> **DATA EXCERPTS**
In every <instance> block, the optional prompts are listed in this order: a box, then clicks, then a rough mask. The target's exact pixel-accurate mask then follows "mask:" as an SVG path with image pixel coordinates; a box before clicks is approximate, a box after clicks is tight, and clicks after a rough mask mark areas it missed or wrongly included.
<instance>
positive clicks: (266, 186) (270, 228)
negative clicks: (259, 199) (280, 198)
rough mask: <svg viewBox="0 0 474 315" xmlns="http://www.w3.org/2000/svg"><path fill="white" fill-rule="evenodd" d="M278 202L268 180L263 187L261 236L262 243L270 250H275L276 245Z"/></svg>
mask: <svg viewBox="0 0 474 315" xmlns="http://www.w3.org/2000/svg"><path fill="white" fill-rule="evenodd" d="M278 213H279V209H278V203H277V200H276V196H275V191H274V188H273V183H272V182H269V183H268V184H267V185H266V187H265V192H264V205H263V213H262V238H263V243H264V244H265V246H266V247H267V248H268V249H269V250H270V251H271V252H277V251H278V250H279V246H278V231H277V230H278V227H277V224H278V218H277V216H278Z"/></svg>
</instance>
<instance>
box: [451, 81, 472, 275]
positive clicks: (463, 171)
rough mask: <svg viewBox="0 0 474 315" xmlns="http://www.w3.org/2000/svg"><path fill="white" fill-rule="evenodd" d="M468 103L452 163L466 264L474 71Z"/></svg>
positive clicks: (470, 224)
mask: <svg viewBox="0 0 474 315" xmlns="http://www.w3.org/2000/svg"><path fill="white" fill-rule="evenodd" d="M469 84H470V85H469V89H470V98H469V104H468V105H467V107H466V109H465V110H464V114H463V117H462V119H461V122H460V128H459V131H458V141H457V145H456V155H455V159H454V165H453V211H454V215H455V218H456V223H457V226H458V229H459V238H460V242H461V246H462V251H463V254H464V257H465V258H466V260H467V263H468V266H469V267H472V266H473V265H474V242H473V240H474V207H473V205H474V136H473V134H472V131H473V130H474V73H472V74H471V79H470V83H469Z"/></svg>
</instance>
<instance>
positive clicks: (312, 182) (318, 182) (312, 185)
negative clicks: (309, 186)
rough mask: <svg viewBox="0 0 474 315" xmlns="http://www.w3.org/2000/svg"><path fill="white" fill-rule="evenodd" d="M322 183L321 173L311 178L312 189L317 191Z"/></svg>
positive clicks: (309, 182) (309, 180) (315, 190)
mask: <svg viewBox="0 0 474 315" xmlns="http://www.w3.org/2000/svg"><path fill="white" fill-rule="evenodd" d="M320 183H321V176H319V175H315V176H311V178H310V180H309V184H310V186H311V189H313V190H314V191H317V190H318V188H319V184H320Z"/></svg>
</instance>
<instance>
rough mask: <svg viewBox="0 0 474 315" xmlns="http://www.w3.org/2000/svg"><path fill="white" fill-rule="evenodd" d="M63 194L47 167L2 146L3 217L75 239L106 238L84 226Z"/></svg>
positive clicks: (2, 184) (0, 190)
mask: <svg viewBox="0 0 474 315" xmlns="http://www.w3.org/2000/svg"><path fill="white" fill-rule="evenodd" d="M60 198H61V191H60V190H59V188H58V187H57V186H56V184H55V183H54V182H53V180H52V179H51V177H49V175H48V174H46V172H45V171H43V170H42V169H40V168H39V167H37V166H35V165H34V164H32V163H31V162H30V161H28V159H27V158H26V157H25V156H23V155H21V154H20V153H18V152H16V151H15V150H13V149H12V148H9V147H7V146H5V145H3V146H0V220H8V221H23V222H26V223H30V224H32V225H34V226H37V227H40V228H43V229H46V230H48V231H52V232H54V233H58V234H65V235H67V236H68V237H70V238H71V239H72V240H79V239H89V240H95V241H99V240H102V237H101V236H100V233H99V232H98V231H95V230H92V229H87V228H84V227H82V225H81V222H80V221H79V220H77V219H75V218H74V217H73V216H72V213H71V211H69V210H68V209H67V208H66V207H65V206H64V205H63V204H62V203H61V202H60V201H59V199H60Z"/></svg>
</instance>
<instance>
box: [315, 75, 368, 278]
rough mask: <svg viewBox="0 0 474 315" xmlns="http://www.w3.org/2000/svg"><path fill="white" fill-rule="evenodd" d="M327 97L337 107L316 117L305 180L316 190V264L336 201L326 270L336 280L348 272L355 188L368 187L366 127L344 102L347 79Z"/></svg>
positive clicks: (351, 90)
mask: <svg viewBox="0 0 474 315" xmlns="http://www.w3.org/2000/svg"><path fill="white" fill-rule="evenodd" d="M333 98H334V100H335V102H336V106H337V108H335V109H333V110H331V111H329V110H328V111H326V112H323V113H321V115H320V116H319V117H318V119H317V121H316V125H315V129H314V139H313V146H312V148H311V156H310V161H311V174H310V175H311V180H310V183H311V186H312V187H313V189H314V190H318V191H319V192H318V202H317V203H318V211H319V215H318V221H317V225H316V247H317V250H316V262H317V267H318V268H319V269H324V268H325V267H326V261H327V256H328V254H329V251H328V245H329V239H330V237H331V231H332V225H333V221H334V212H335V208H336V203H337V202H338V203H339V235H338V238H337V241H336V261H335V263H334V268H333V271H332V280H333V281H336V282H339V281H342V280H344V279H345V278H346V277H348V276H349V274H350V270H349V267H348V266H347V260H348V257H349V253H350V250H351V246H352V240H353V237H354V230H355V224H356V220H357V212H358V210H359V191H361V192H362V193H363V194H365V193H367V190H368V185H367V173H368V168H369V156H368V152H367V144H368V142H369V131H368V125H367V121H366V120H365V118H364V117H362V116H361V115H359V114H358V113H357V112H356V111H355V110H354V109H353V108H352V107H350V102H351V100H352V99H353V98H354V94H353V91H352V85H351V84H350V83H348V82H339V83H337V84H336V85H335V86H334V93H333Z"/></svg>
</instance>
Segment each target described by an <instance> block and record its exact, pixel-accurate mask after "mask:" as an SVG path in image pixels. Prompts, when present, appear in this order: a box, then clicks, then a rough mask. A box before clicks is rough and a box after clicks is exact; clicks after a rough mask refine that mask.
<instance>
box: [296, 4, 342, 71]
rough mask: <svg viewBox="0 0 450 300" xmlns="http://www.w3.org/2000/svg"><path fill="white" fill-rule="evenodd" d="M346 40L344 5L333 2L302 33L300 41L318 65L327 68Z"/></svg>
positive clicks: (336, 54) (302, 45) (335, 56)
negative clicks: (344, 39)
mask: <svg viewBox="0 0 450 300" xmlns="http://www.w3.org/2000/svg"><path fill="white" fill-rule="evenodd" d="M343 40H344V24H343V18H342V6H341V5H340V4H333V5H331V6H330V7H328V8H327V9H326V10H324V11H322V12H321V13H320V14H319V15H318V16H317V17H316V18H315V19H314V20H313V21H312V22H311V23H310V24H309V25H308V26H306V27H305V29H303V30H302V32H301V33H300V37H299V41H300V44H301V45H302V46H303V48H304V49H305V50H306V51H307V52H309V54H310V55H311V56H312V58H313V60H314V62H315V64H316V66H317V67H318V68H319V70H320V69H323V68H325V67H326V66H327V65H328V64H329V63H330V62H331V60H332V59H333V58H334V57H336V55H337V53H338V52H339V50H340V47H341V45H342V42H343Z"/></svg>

> **TASK OBJECTIVE**
Word for word, copy out all the data given above.

> **EXERCISE SOLUTION**
In every <instance> block, the optional prompts are listed in this order: a box, then clicks, then a rough mask. The target's exact pixel-accurate mask then follows "mask:" as an SVG path with image pixel coordinates; a box before clicks is approximate, a box after clicks is tight, and clicks after a rough mask mark areas it missed or wrongly included.
<instance>
positive clicks: (266, 186) (270, 228)
negative clicks: (259, 199) (280, 198)
rough mask: <svg viewBox="0 0 474 315" xmlns="http://www.w3.org/2000/svg"><path fill="white" fill-rule="evenodd" d="M278 202L268 180L263 187L261 236L262 243L270 250H275L276 245Z"/></svg>
mask: <svg viewBox="0 0 474 315" xmlns="http://www.w3.org/2000/svg"><path fill="white" fill-rule="evenodd" d="M278 213H279V209H278V203H277V200H276V196H275V191H274V188H273V183H272V182H269V183H268V184H267V185H266V187H265V192H264V205H263V213H262V238H263V243H264V244H265V246H266V247H267V248H268V249H269V250H270V251H271V252H277V251H278V250H279V246H278V231H277V230H278V227H277V224H278V218H277V216H278Z"/></svg>
</instance>
<instance>
box: [451, 81, 472, 275]
positive clicks: (463, 171)
rough mask: <svg viewBox="0 0 474 315" xmlns="http://www.w3.org/2000/svg"><path fill="white" fill-rule="evenodd" d="M468 103L452 163L466 264L474 71Z"/></svg>
positive clicks: (470, 224)
mask: <svg viewBox="0 0 474 315" xmlns="http://www.w3.org/2000/svg"><path fill="white" fill-rule="evenodd" d="M469 84H470V85H469V89H470V98H469V104H468V105H467V107H466V109H465V110H464V114H463V117H462V119H461V122H460V128H459V131H458V141H457V145H456V155H455V159H454V165H453V211H454V215H455V218H456V223H457V226H458V229H459V238H460V242H461V246H462V251H463V254H464V257H465V258H466V260H467V263H468V266H469V267H472V266H473V265H474V242H473V240H474V207H473V205H474V136H473V134H472V131H473V130H474V73H472V74H471V79H470V83H469Z"/></svg>
</instance>
<instance>
positive clicks: (312, 182) (318, 182) (312, 185)
negative clicks: (309, 186)
rough mask: <svg viewBox="0 0 474 315" xmlns="http://www.w3.org/2000/svg"><path fill="white" fill-rule="evenodd" d="M322 183L321 173L311 178L312 189L317 191Z"/></svg>
positive clicks: (309, 182) (309, 180) (315, 190)
mask: <svg viewBox="0 0 474 315" xmlns="http://www.w3.org/2000/svg"><path fill="white" fill-rule="evenodd" d="M320 183H321V176H319V175H315V176H311V178H310V180H309V184H310V186H311V189H313V190H314V191H317V190H318V188H319V184H320Z"/></svg>
</instance>
<instance>
rough mask: <svg viewBox="0 0 474 315" xmlns="http://www.w3.org/2000/svg"><path fill="white" fill-rule="evenodd" d="M63 194L47 167L2 146L3 217L75 239L106 238L84 226Z"/></svg>
positive clicks: (2, 184) (0, 190)
mask: <svg viewBox="0 0 474 315" xmlns="http://www.w3.org/2000/svg"><path fill="white" fill-rule="evenodd" d="M60 198H61V191H60V190H59V188H58V187H57V186H56V184H55V183H54V182H53V180H52V179H51V177H49V175H48V174H46V172H45V171H43V170H42V169H40V168H39V167H37V166H35V165H34V164H32V163H31V162H30V161H28V159H27V158H26V157H25V156H23V155H21V154H20V153H18V152H16V151H15V150H13V149H12V148H9V147H7V146H5V145H3V146H0V220H8V221H23V222H26V223H30V224H32V225H34V226H37V227H40V228H43V229H46V230H48V231H52V232H54V233H58V234H65V235H67V236H68V237H70V238H71V239H72V240H79V239H89V240H95V241H99V240H102V237H101V236H100V233H99V232H98V231H95V230H92V229H87V228H84V227H82V225H81V222H80V221H79V220H77V219H75V218H74V217H73V216H72V213H71V211H69V210H68V209H67V208H66V207H65V206H64V205H63V204H62V203H61V202H60V201H59V199H60Z"/></svg>
</instance>
<instance>
box: [315, 75, 368, 278]
rough mask: <svg viewBox="0 0 474 315" xmlns="http://www.w3.org/2000/svg"><path fill="white" fill-rule="evenodd" d="M327 97L337 107L316 117L305 180L316 190V264L336 201L326 270L336 280L348 272L355 188L368 187L366 127L344 102L347 79Z"/></svg>
positive clicks: (351, 90)
mask: <svg viewBox="0 0 474 315" xmlns="http://www.w3.org/2000/svg"><path fill="white" fill-rule="evenodd" d="M333 98H334V100H335V102H336V106H337V108H335V109H333V110H331V111H329V110H328V111H326V112H323V113H321V115H320V116H319V117H318V119H317V121H316V125H315V129H314V139H313V146H312V148H311V156H310V161H311V174H310V175H311V180H310V183H311V186H312V187H313V189H314V190H318V191H319V192H318V202H317V203H318V211H319V215H318V221H317V225H316V247H317V250H316V262H317V267H318V268H319V269H324V268H325V267H326V261H327V256H328V254H329V251H328V245H329V239H330V237H331V231H332V225H333V221H334V212H335V208H336V203H337V202H338V203H339V235H338V238H337V241H336V261H335V263H334V268H333V271H332V280H333V281H336V282H339V281H342V280H344V279H345V278H346V277H348V276H349V274H350V270H349V267H348V266H347V260H348V257H349V253H350V250H351V246H352V240H353V237H354V230H355V224H356V220H357V212H358V210H359V191H361V192H362V193H363V194H365V193H367V190H368V185H367V173H368V168H369V156H368V152H367V144H368V142H369V131H368V125H367V121H366V120H365V118H364V117H362V116H361V115H359V114H358V113H357V112H356V111H355V110H354V109H353V108H352V107H350V102H351V100H352V99H353V98H354V94H353V91H352V85H351V84H350V83H348V82H339V83H337V84H336V85H335V86H334V93H333Z"/></svg>
</instance>
Segment each target described by an <instance> block and record its exact, pixel-accurate mask after "mask:" as an SVG path in image pixels. Prompts, when present, appear in this order: a box, then clicks, then a rough mask. A box before clicks is rough and a box after clicks is exact; clicks after a rough mask refine that mask.
<instance>
box: [296, 4, 342, 71]
rough mask: <svg viewBox="0 0 450 300" xmlns="http://www.w3.org/2000/svg"><path fill="white" fill-rule="evenodd" d="M346 40L344 5L333 2L302 33L300 41L318 65L327 68Z"/></svg>
positive clicks: (336, 54) (302, 45) (335, 56)
negative clicks: (344, 39)
mask: <svg viewBox="0 0 450 300" xmlns="http://www.w3.org/2000/svg"><path fill="white" fill-rule="evenodd" d="M343 40H344V24H343V18H342V6H341V5H340V4H333V5H331V6H330V7H328V8H327V9H326V10H324V11H322V12H321V13H320V14H319V15H318V16H317V17H316V18H315V19H314V20H313V21H312V22H311V23H310V24H309V25H308V26H306V27H305V29H303V30H302V32H301V33H300V37H299V41H300V44H301V45H302V46H303V48H304V49H305V50H306V51H307V52H309V54H310V55H311V56H312V58H313V60H314V62H315V64H316V66H317V67H318V68H319V70H320V69H323V68H325V67H326V66H327V65H328V64H329V63H330V62H331V60H332V59H333V58H334V57H336V55H337V53H338V52H339V50H340V47H341V45H342V42H343Z"/></svg>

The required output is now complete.